Natural-language object grounding data
▬▬▬

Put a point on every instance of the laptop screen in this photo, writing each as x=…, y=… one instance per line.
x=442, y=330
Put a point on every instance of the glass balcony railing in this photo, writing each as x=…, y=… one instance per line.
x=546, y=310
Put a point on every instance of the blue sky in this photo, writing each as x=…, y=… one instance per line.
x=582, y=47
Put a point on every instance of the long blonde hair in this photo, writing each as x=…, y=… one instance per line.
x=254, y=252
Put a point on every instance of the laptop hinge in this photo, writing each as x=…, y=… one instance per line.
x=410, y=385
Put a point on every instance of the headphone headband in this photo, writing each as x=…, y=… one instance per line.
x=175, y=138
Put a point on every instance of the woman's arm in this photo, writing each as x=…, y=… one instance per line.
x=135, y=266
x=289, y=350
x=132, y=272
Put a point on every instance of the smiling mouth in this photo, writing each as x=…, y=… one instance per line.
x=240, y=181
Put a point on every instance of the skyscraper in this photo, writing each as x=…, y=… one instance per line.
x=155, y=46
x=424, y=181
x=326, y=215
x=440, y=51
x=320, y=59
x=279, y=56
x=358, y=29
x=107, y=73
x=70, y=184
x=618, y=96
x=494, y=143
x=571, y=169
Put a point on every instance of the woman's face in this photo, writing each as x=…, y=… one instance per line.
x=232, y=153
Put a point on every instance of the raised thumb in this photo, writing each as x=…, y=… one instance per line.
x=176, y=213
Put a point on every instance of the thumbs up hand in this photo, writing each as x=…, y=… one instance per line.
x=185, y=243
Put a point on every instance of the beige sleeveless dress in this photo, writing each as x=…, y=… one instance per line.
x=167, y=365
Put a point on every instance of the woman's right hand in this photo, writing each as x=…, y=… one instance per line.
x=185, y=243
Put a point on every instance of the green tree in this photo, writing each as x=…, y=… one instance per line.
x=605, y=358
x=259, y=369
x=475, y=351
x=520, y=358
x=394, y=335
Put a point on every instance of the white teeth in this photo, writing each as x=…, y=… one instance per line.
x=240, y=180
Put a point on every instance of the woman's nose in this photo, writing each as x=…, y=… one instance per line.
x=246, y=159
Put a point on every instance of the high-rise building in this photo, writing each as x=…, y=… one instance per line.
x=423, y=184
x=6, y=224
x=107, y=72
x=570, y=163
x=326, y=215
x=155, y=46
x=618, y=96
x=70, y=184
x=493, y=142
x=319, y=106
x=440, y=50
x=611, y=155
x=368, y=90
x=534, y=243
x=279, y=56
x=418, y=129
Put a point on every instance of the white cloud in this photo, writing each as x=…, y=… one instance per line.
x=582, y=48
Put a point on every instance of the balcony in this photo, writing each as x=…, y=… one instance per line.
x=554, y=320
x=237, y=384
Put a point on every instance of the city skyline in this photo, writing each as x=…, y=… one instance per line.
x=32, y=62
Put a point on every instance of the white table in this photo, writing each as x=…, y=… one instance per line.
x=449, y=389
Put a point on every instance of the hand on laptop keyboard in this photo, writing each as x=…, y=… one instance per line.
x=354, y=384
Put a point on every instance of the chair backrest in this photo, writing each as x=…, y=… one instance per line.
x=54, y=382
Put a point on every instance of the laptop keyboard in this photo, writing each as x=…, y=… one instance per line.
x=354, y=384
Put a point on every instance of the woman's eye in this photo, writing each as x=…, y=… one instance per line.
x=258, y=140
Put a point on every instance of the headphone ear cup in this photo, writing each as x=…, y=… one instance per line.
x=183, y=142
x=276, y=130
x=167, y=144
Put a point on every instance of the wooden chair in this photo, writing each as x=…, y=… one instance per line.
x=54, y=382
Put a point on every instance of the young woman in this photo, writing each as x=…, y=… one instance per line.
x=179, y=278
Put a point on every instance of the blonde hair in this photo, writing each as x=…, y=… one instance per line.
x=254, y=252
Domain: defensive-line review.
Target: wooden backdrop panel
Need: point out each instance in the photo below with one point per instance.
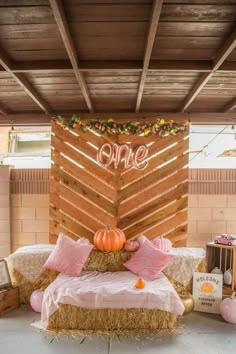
(85, 196)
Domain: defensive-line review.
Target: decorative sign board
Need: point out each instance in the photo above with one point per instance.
(207, 292)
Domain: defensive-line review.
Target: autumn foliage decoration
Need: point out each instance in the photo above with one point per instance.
(159, 127)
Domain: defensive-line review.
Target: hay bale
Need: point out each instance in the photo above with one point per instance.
(26, 287)
(111, 321)
(188, 289)
(97, 261)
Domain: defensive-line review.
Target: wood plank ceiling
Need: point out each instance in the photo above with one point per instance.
(85, 56)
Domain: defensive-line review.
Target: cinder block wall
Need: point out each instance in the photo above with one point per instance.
(29, 207)
(29, 219)
(5, 234)
(208, 216)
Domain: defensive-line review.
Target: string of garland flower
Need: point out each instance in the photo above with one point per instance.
(159, 127)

▬▬▬

◆ What to produce:
Search the entries for "Target" and copy each matching line.

◆ Response to the task:
Target: wooden backdrop panel
Target: decorative sign board
Target: autumn foliage decoration
Target: hay bale
Target: wood plank ceiling
Target: cinder block wall
Target: string of garland flower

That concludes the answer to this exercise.